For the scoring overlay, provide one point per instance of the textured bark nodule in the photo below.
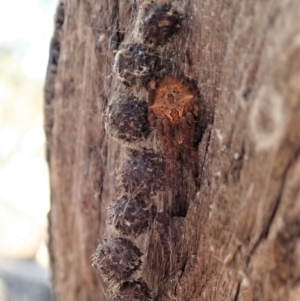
(239, 235)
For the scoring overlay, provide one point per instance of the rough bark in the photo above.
(240, 239)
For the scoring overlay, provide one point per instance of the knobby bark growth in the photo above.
(240, 239)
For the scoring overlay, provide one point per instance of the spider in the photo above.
(173, 108)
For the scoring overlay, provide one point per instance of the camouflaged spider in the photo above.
(173, 108)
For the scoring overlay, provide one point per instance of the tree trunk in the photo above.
(240, 237)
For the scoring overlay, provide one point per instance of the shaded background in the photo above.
(26, 28)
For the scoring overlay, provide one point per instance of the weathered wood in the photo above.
(240, 237)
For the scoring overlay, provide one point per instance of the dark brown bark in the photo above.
(240, 238)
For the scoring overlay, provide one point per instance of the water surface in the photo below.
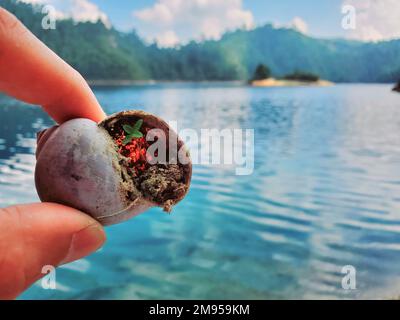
(325, 193)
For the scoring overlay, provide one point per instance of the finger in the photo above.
(31, 72)
(36, 235)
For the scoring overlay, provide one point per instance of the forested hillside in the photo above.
(99, 52)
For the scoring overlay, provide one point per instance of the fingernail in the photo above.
(85, 242)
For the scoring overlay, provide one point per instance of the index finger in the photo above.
(31, 72)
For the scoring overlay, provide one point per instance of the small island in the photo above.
(262, 78)
(397, 87)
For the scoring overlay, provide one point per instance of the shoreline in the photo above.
(272, 82)
(282, 83)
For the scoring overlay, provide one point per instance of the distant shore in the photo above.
(271, 82)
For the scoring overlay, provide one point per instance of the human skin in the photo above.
(35, 235)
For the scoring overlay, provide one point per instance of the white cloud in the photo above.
(167, 39)
(299, 24)
(190, 19)
(375, 19)
(78, 10)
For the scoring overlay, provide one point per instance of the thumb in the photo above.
(35, 235)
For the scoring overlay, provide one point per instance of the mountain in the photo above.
(99, 52)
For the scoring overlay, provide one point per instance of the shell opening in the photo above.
(161, 183)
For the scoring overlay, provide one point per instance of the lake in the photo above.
(324, 194)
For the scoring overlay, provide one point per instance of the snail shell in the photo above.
(78, 165)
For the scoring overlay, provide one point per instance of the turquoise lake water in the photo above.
(325, 193)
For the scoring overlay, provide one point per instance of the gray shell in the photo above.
(77, 170)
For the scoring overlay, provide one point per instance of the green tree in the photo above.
(261, 72)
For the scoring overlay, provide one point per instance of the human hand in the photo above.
(35, 235)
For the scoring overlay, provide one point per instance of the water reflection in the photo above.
(324, 194)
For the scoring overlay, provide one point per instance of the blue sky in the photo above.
(173, 22)
(322, 17)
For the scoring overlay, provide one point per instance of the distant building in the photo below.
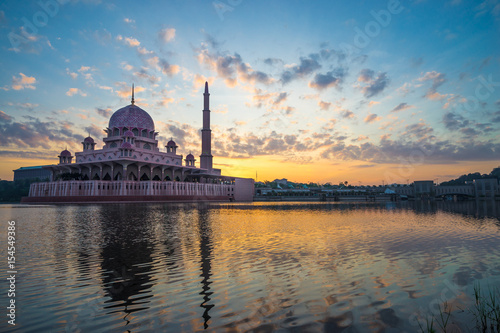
(486, 187)
(131, 167)
(423, 188)
(32, 173)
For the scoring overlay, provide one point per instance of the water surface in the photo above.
(314, 267)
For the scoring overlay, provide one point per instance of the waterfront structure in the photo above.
(426, 190)
(34, 172)
(131, 167)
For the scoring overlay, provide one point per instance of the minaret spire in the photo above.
(133, 101)
(206, 133)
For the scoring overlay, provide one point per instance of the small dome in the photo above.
(131, 116)
(66, 153)
(88, 140)
(128, 133)
(126, 145)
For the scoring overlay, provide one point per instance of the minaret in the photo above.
(132, 101)
(206, 133)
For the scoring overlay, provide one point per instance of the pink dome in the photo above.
(132, 116)
(127, 145)
(128, 133)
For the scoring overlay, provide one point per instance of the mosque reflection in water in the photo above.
(149, 256)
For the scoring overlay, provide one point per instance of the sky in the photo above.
(368, 92)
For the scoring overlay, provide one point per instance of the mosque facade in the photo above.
(132, 167)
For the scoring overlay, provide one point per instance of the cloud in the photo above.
(372, 117)
(330, 79)
(74, 91)
(232, 68)
(25, 106)
(261, 98)
(347, 114)
(401, 107)
(416, 62)
(5, 117)
(453, 121)
(130, 41)
(167, 35)
(169, 69)
(73, 75)
(106, 113)
(125, 91)
(273, 61)
(325, 106)
(34, 133)
(437, 80)
(23, 82)
(306, 67)
(373, 85)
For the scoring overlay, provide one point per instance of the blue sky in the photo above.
(322, 91)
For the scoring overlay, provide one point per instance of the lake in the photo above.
(264, 267)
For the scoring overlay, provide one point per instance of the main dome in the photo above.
(131, 116)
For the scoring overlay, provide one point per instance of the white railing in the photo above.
(124, 188)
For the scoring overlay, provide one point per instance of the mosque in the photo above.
(131, 167)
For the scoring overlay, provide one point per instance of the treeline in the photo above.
(495, 173)
(13, 191)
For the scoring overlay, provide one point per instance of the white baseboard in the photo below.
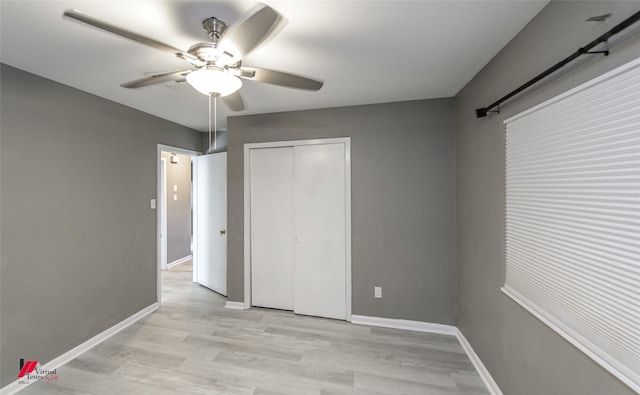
(477, 363)
(418, 326)
(84, 347)
(179, 261)
(234, 305)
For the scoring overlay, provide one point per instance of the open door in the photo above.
(210, 214)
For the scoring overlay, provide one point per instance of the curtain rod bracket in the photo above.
(482, 112)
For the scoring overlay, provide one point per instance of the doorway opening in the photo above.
(175, 191)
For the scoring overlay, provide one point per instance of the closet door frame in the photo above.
(346, 141)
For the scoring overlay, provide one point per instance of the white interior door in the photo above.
(272, 227)
(320, 230)
(210, 253)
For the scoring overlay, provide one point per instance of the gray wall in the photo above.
(523, 355)
(403, 203)
(78, 236)
(178, 211)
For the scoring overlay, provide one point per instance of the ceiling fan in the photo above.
(218, 62)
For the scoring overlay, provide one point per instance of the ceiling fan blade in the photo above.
(234, 101)
(280, 78)
(251, 32)
(156, 79)
(89, 20)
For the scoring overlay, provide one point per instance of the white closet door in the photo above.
(320, 231)
(211, 212)
(272, 227)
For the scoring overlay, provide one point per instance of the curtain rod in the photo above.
(482, 112)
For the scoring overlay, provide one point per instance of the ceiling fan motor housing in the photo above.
(215, 28)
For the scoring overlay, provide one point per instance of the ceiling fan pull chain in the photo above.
(215, 123)
(209, 122)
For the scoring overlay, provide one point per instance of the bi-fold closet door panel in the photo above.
(272, 227)
(320, 231)
(298, 229)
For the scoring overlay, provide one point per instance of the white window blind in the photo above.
(573, 217)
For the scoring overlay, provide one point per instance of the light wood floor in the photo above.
(193, 345)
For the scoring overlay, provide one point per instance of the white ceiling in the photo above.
(365, 51)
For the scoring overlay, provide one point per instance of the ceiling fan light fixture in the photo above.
(214, 81)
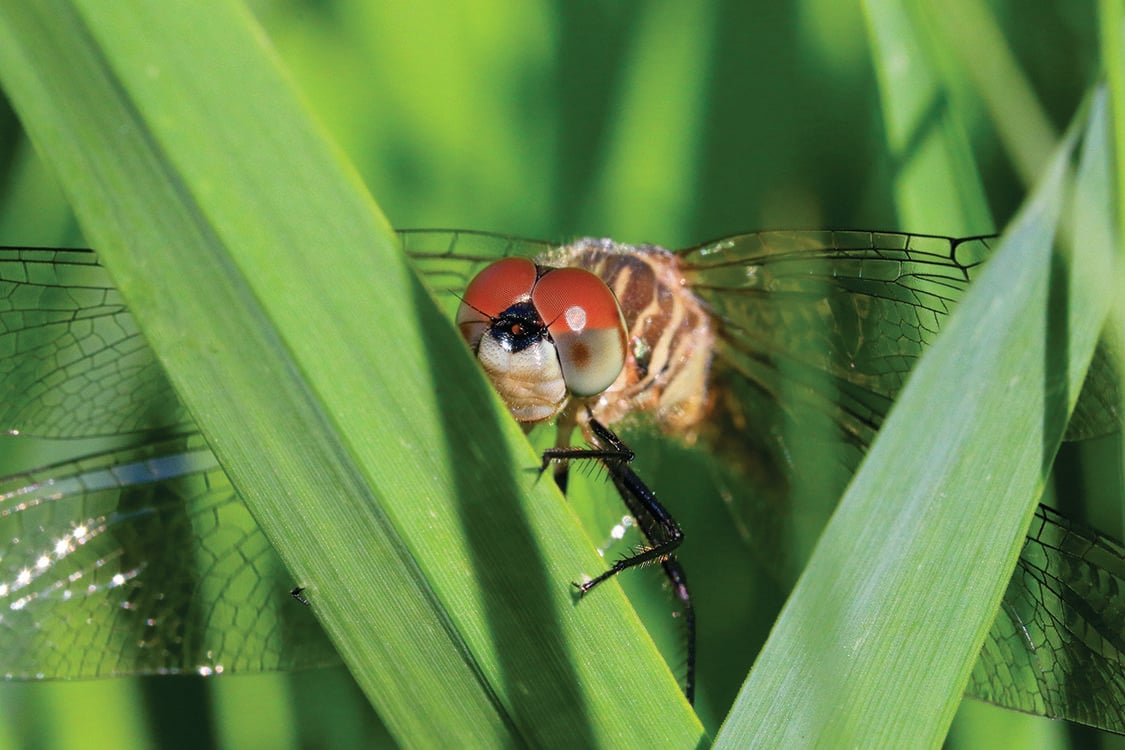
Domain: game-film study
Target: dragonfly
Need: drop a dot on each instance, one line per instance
(807, 322)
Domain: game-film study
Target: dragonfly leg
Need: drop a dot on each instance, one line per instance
(675, 575)
(659, 529)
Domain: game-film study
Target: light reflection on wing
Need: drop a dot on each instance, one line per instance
(142, 561)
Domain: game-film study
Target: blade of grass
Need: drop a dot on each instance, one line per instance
(365, 441)
(937, 187)
(876, 642)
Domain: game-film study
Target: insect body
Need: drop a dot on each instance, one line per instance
(554, 341)
(726, 342)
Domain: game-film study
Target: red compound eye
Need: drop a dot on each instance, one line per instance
(492, 291)
(585, 322)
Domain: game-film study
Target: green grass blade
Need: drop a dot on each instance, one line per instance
(367, 444)
(937, 187)
(876, 642)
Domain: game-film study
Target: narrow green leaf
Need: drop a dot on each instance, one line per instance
(365, 441)
(937, 187)
(876, 642)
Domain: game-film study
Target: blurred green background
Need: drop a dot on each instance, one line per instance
(655, 122)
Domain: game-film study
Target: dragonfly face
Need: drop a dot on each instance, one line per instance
(828, 321)
(542, 334)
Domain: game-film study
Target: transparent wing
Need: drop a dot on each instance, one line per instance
(143, 561)
(72, 361)
(830, 324)
(1058, 647)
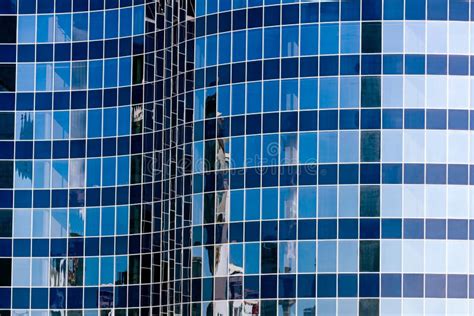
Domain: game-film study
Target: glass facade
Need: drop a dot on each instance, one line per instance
(91, 94)
(236, 157)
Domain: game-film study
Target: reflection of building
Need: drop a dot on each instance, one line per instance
(237, 157)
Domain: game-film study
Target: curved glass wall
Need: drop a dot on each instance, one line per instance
(332, 157)
(236, 157)
(79, 136)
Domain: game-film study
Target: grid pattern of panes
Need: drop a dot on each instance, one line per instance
(76, 148)
(332, 158)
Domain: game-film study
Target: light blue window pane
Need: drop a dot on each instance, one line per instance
(252, 204)
(197, 209)
(288, 205)
(308, 148)
(62, 76)
(254, 97)
(108, 174)
(326, 307)
(200, 7)
(43, 125)
(199, 105)
(349, 146)
(271, 42)
(124, 167)
(92, 271)
(252, 255)
(138, 20)
(125, 65)
(95, 74)
(108, 221)
(79, 75)
(393, 91)
(224, 48)
(39, 272)
(207, 263)
(327, 201)
(236, 205)
(23, 174)
(26, 28)
(238, 46)
(269, 203)
(60, 173)
(110, 122)
(328, 93)
(200, 52)
(21, 271)
(223, 99)
(124, 120)
(305, 305)
(111, 23)
(26, 77)
(238, 4)
(58, 223)
(327, 256)
(253, 151)
(307, 202)
(211, 50)
(76, 222)
(329, 37)
(289, 95)
(309, 39)
(211, 7)
(350, 38)
(271, 93)
(77, 173)
(126, 22)
(287, 254)
(270, 150)
(306, 256)
(96, 25)
(254, 50)
(122, 220)
(110, 68)
(22, 223)
(237, 152)
(348, 256)
(78, 124)
(238, 99)
(92, 222)
(44, 77)
(328, 147)
(80, 24)
(393, 31)
(288, 148)
(198, 159)
(94, 122)
(309, 94)
(24, 125)
(348, 201)
(63, 28)
(121, 270)
(236, 255)
(45, 28)
(42, 171)
(349, 92)
(289, 41)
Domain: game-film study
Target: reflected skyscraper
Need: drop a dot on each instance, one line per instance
(236, 157)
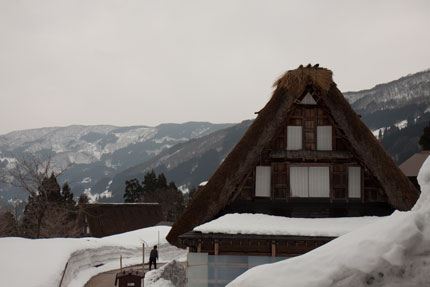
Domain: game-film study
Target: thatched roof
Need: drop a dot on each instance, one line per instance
(224, 185)
(105, 219)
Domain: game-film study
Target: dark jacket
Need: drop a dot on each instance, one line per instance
(153, 254)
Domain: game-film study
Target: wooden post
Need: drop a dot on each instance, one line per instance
(199, 247)
(216, 247)
(273, 248)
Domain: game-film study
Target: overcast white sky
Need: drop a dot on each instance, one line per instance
(151, 62)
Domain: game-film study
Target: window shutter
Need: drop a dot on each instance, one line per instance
(324, 138)
(262, 181)
(319, 182)
(299, 181)
(294, 137)
(354, 182)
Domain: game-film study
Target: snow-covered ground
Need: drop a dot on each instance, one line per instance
(394, 251)
(247, 223)
(40, 262)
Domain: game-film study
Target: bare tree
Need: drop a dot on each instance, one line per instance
(8, 225)
(36, 176)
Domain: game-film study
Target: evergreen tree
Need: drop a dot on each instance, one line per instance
(133, 191)
(150, 182)
(425, 138)
(161, 181)
(67, 194)
(50, 213)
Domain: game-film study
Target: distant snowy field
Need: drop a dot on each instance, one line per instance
(40, 262)
(394, 251)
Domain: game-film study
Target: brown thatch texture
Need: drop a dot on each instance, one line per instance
(110, 219)
(224, 184)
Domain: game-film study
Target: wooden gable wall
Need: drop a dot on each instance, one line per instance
(371, 199)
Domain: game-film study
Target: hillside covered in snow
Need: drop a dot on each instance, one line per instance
(96, 153)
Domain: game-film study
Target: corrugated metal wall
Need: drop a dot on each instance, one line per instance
(294, 137)
(354, 182)
(262, 181)
(324, 138)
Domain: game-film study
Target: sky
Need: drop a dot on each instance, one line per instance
(149, 62)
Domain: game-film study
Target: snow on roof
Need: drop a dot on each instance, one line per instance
(40, 262)
(263, 224)
(393, 251)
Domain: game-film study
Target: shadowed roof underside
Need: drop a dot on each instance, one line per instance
(224, 185)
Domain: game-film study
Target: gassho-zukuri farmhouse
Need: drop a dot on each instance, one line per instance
(307, 170)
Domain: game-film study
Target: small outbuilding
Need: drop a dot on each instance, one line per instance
(129, 278)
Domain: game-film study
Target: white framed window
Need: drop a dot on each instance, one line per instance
(354, 182)
(299, 181)
(308, 100)
(310, 181)
(262, 181)
(324, 138)
(294, 137)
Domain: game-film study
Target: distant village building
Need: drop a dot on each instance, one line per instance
(306, 155)
(412, 166)
(104, 219)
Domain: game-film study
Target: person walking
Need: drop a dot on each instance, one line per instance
(153, 256)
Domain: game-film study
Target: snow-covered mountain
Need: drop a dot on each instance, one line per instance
(187, 164)
(96, 152)
(104, 157)
(396, 112)
(395, 103)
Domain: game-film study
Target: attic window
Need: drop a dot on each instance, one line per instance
(294, 137)
(310, 181)
(308, 100)
(324, 138)
(262, 181)
(354, 182)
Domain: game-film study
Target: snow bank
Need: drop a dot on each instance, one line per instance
(40, 262)
(263, 224)
(171, 274)
(394, 251)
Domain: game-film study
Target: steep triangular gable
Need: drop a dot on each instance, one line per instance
(226, 182)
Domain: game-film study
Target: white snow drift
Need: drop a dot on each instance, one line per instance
(247, 223)
(394, 251)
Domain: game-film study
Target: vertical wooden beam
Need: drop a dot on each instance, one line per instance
(199, 246)
(273, 248)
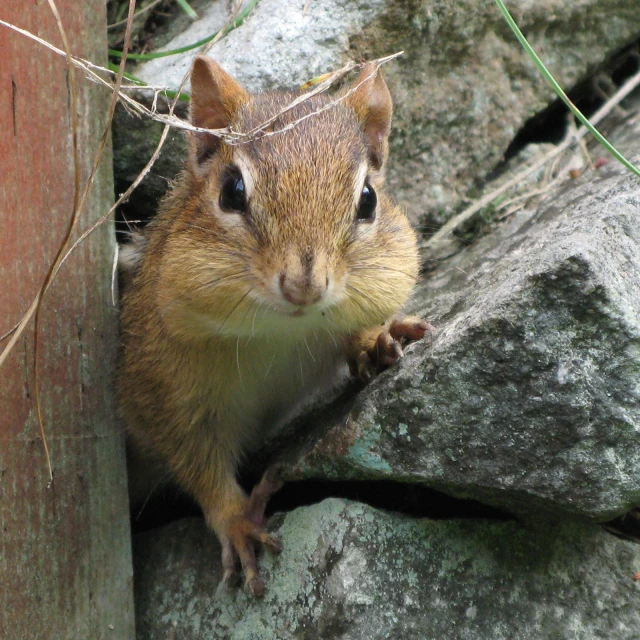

+--

TASK DETAILS:
Wherever a line in the records contains the word "glass", copy that line.

SOLUTION FOR THIS PROBLEM:
Target: glass facade
Target: curved glass wall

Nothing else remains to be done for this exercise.